## JOB
Please lay out the data below as a two-column CSV with the header input,output. Give one row for each item, with its text and its answer each in one quoted field and line breaks replaced by spaces, and leave out the pictures.

## DATA SUPPLIED
%%

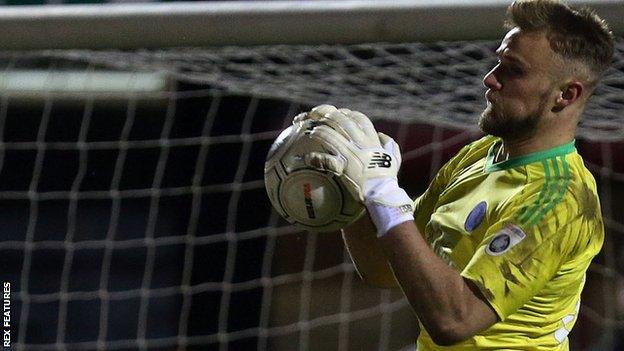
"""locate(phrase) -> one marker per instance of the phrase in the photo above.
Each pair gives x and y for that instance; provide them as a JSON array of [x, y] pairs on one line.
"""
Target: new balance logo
[[380, 159]]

%%

## OUTPUT
input,output
"""""""locate(phrase) -> one marker per instance of the phrase in the photo above. Each pair gives x and y for that instance; provide them as a JSON array of [x, y] pairs on one line. """""" Target: new balance logo","[[380, 159]]"